## Text excerpt
[start]

This phrase, by the way, is an idiom.  In this case it occurs in Greek literature in the writings of a stoic Greek philosopher named Epictetus, and it means to get another job.  Somebody “receiving you into their own home,” means they hire you into their household.  The only thing this guy knows how to do is manage an estate, and that’s what he wants to go on doing.  But he’s got to somehow go out with the approval of the community or he’s not going to get another job, so how’s he going to do that? 

“So, summoning his master’s debtors one by one…” What’s he doing?  How do you summon someone?  You don’t go to them.  You send someone to bring them back to you.  Okay, so he’s told the servants, “Go and get so and so…”  They go.  Why?  Because they think he is still in authority.  They haven’t got the word yet.  And when he sends the word out to those who are debtors to the master to come, they come.  They believe he is still in authority.  If they knew he was no longer in authority they would not come.  But they believe that he has some word from the master that is important enough that they are being called in to be notified of.  This is precisely the assumption that this clever rascal wants these people to come in with.

[end]

## Data rows
[start]

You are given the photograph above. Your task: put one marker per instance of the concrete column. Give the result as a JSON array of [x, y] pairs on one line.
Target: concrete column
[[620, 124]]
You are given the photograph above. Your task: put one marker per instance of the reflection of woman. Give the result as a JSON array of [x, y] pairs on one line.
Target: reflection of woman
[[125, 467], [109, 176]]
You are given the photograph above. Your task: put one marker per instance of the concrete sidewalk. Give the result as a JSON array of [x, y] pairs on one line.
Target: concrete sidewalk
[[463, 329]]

[end]

## Requirements
a: In the passage on the estate manager, edit the part from "This phrase, by" to "to do that?" so that "idiom" is replaced by "expression".
b: According to the passage on the estate manager, in whose writings does the idiom about receiving someone into one's home occur?

## Responses to the exercise
a:
This phrase, by the way, is an expression.  In this case it occurs in Greek literature in the writings of a stoic Greek philosopher named Epictetus, and it means to get another job.  Somebody “receiving you into their own home,” means they hire you into their household.  The only thing this guy knows how to do is manage an estate, and that’s what he wants to go on doing.  But he’s got to somehow go out with the approval of the community or he’s not going to get another job, so how’s he going to do that?

b: It occurs in the writings of Epictetus, a stoic Greek philosopher.